▶ Short task 1: Output every line of the image object location entries as a JSON list of strings, one string per line, skipping blank lines and leaving out the pictures.
▶ Short task 2: Write what comes next in the passage about generating lighting weights with the second neural network, picking up after its last sentence.

▶ Source passage:
━━━━━━
For example, when receiving the sensor data including a lux value, the image processing device may input, to the second neural network, the lux value, the predicted lighting data corresponding to the input image and the embedding data corresponding to the input image and may generate the lighting weight corresponding to the input image. In another example, when receiving the sensor data including the ratio of the red light quantity, the green light quantity, and the blue light quantity included in the ambient light, the image processing device may input, to the second neural network, a 3D vector corresponding to the ratio of the red light quantity, the green light quantity, and the blue light quantity, the predicted lighting data corresponding to the input image, and the embedding data corresponding to the input image. However, embodiments of the present disclosure are not limited to the foregoing examples. The image processing device may input, to the second neural network, the predicted lighting data corresponding to the input image and the embedding data corresponding to the input image, without using the sensor data, and may generate the lighting weight corresponding to the input image.


In an example, the image processing device determines which data to input to the second neural network, and use that data to train the network. For example, the image processing device may determine to input the predicted lighting data and the embedding data to the second neural network, and the second neural network may be trained to output the lighting weight from the predicted lighting data and the embedding data.
━━━━━━
(Image object location entries)
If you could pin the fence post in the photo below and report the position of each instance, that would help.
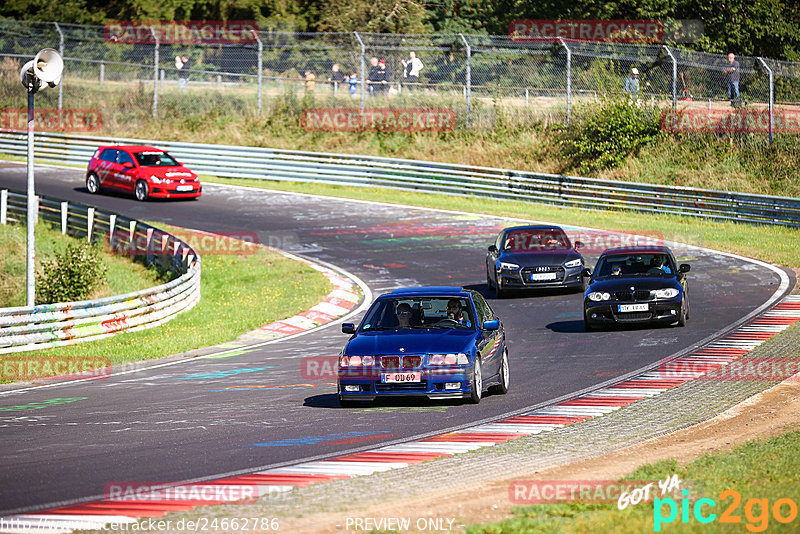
(64, 215)
(771, 97)
(60, 51)
(363, 69)
(569, 79)
(468, 76)
(260, 67)
(674, 78)
(89, 224)
(155, 74)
━━━━━━
▶ Task response 1:
[
  "If you could pin the fence post in the photo below and report the position of each instance, that would help.",
  "(64, 215)",
  "(771, 97)",
  "(60, 51)",
  "(363, 69)",
  "(569, 79)",
  "(468, 76)",
  "(260, 67)",
  "(674, 78)",
  "(89, 224)",
  "(155, 74)"
]

▶ Task response 2:
The first neural network and/or the second neural network may be implemented through a neural network model. A neural network may be trained based on machine learning and may perform inference suitable for a training purpose by mapping to each other input data and output data that are in a non-linear relationship. A weight corresponding to a neural network model or the structure of the neural network model may be obtained through supervised or unsupervised learning, and through the weight, input data and output data may be mapped to each other.


During the training process, the weights are adjusted to improve the accuracy of the result (i.e., by minimizing a loss function which corresponds in some way to the difference between the current result and the target result). The weight of an edge increases or decreases the strength of the signal transmitted between nodes. In some cases, nodes have a threshold below which a signal is not transmitted at all. In some examples, the nodes are aggregated into layers. Different layers perform different transformations on their inputs. The initial layer is known as the input layer and the last layer is known as the output layer. In some cases, signals traverse certain layers multiple times.


In some cases, the training is performed in a two-phase process including a first training phase (i.e., the pre-training phase) that is based on or useful for multiple tasks, and a second training phase (i.e., the fine-tuning phase) that is specific to an individual task.


In operation 130, the image processing device generates correction lighting data for the input image by applying the lighting weight corresponding to the input image to basis lighting data preset corresponding to the input image. The correction lighting data may be used for correcting the lighting applied to the input image for white balancing of the input image.


The basis lighting data may include a plurality of vectors, and the lighting weight may be represented as a single vector including a plurality of lighting weight values. In this case, the number of vectors included in the basis lighting data may match the dimensionality (i.e., the number of values) of the corresponding lighting weight vector. For example, when the basis lighting data includes three vectors, the lighting weight may include three components as a 3D vector. The correction lighting data may be represented as a 3D vector. For example, the correction lighting data may include, as components of the 3D vector, a red color value of new lighting applied to an image, a green color value of the new lighting, and a blue color value of the new lighting.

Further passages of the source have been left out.